Extract each line below that contains the string "Trace".

• **The records**:
————————
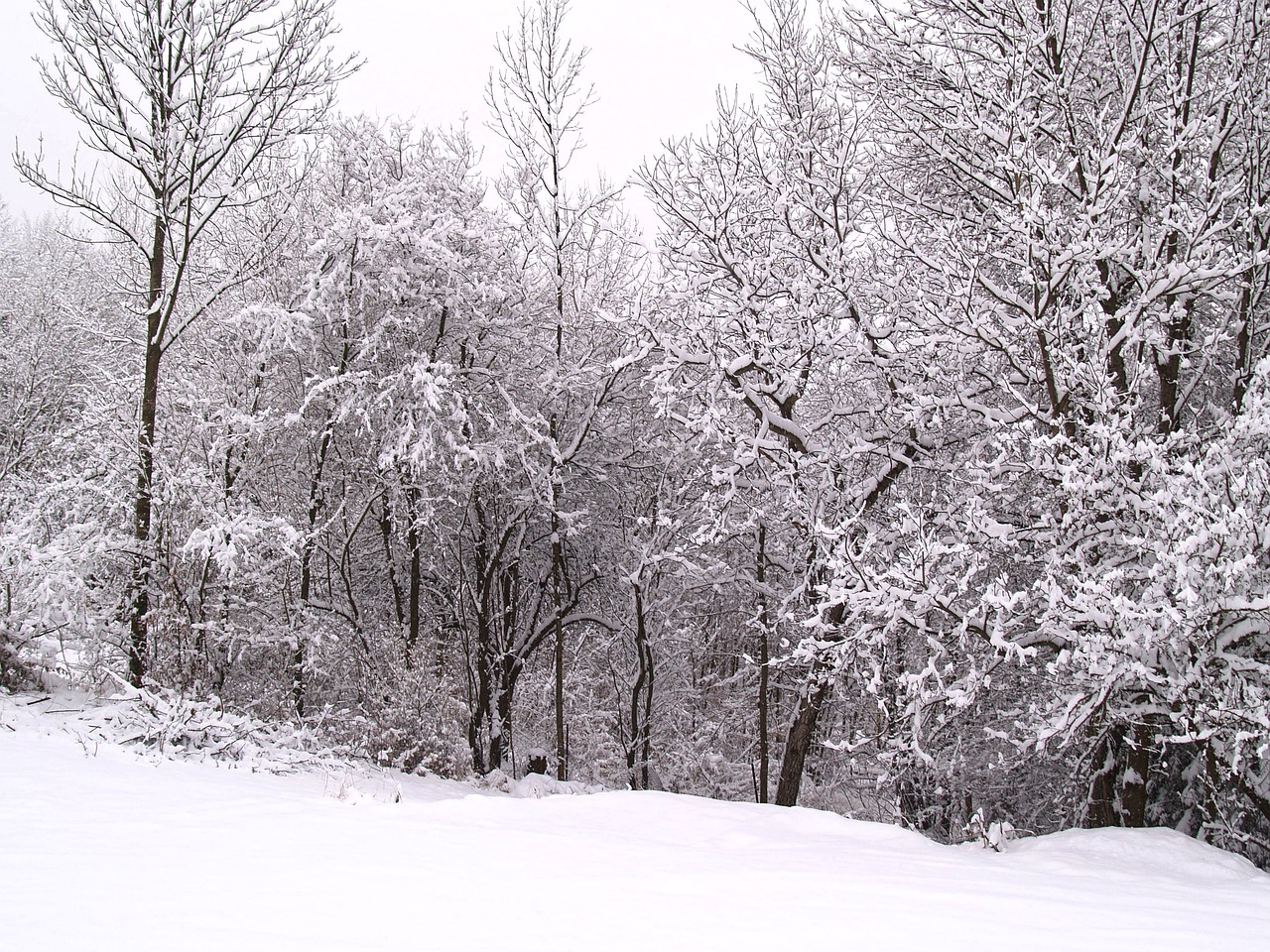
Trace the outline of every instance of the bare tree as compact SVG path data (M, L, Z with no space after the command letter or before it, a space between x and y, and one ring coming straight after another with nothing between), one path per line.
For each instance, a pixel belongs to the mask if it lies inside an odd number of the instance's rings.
————————
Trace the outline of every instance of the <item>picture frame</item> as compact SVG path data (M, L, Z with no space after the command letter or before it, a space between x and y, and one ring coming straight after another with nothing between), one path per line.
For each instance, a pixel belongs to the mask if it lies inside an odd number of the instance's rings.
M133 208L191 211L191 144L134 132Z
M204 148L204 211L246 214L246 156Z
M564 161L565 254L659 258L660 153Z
————————
• **Response for this exercise**:
Trace the outline of every instance of the bare tree as compact SVG path data (M, L, Z with no space after the command letter or before it, a space between x and y, and one ring coming straight after another with nothing between), one path per line.
Trace the outline of every instance of the <item>picture frame</item> as compact SVG path data (M, L, Z with no space after the command letter or before it, a space between x and y, and one ring coming straight after another with nothing between), one path per line.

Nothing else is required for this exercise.